__DAFTAR TUGAS__.
A) Sebutkan semua bahan yang digunakan penduduk desa untuk membuat kerajinan menurut teks tentang Museum Sanghyang Dedari.
B) Menurut teks tentang Museum Sanghyang Dedari, sejak tahun berapa Universitas Indonesia menginisiasi program pelestarian budaya?
C) Tentukan apakah setiap pernyataan berikut sesuai dengan teks tentang Museum Sanghyang Dedari. Jawab ya atau tidak, lalu kutip kata-kata teks yang menjadi penentunya.
(i) Museum Sanghyang Dedari berada di Kabupaten Karangasem.
(ii) Desa Adat Geriana Kauh terletak di sisi utara Gunung Agung.
(iii) Padi taun memiliki batang dan bulir yang lebih kecil daripada padi lainnya.

__KUTIPAN TEKS__.
============================================================
Universitas Indonesia (UI) menginisiasi program pelestarian budaya sejak 2016 dengan mendirikan Museum Sanghyang Dedari di Desa Adat Geriana Kauh, Duda Utara, Kecamatan Selat, Kabupaten Karangasem, Bali.
Direktur Pengabdian dan Pemberdayaan Masyarakat UI Agung Waluyo, di Kampus UI Depok, Selasa, mengatakan pendirian museum ini upaya terakhir yang dapat dilakukan oleh akademisi UI agar tradisi Sanghyang Dedari tidak hilang.
“Bensin penggerak dari Sanghyang Dedari adalah industri pertanian. Jika kegiatan bertani di sini telah banyak berkurang, lalu apa yang akan didoakan," ujarnya.
Oleh karena itu pihaknya membangun Museum Sanghyang Dedari sebagai cikal bakal industri pariwisata di tempat itu sekaligus melestarikan budaya dan menghidupkan perekonomian masyarakat adat agar mandiri.
Baca juga: UI edukasi perpajakan pelaku UMKM di Kampung Tematik Mulyaharja Bogor
Menurutnya, Desa Adat Geriana Kauh dapat dikembangkan menjadi desa wisata karena memiliki banyak potensi. Desa yang terletak di sisi Selatan Gunung Agung ini memiliki perkebunan salak, hutan bambu, kebun kelapa, kebun pisang dan aren.
Penduduk di desa juga menghasilkan berbagai kerajinan dari batu, kayu, dan rotan; beragam kuliner; serta hasil tenun dengan motif yang khas. Khusus untuk pertanian, masyarakat Geriana Kauh menghasilkan padi taun atau padi masa yang merupakan varietas padi lokal Bali dengan batang dan bulir padi yang lebih besar dibandingkan padi lainnya.
============================================================
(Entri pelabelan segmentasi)
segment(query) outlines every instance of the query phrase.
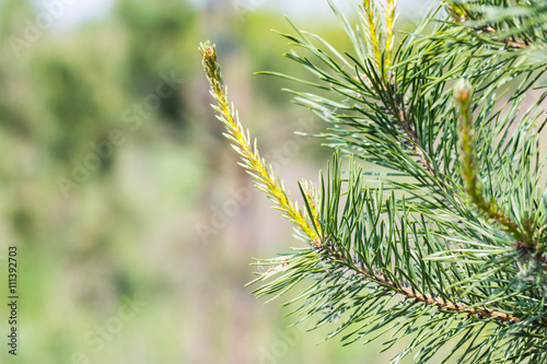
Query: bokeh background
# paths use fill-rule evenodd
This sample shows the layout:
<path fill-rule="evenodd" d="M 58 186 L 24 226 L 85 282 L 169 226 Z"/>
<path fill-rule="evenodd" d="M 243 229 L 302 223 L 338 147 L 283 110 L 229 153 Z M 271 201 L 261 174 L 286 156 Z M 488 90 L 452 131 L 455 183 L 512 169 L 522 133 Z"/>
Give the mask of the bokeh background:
============================================================
__PEMBAHASAN SOAL__.
A) Batu, kayu, dan rotan.

B) Sejak 2016.

C)
(i) Ya: "Kecamatan Selat, Kabupaten Karangasem, Bali"
(ii) Tidak: "terletak di sisi Selatan Gunung Agung"
(iii) Tidak: "dengan batang dan bulir padi yang lebih besar dibandingkan padi lainnya"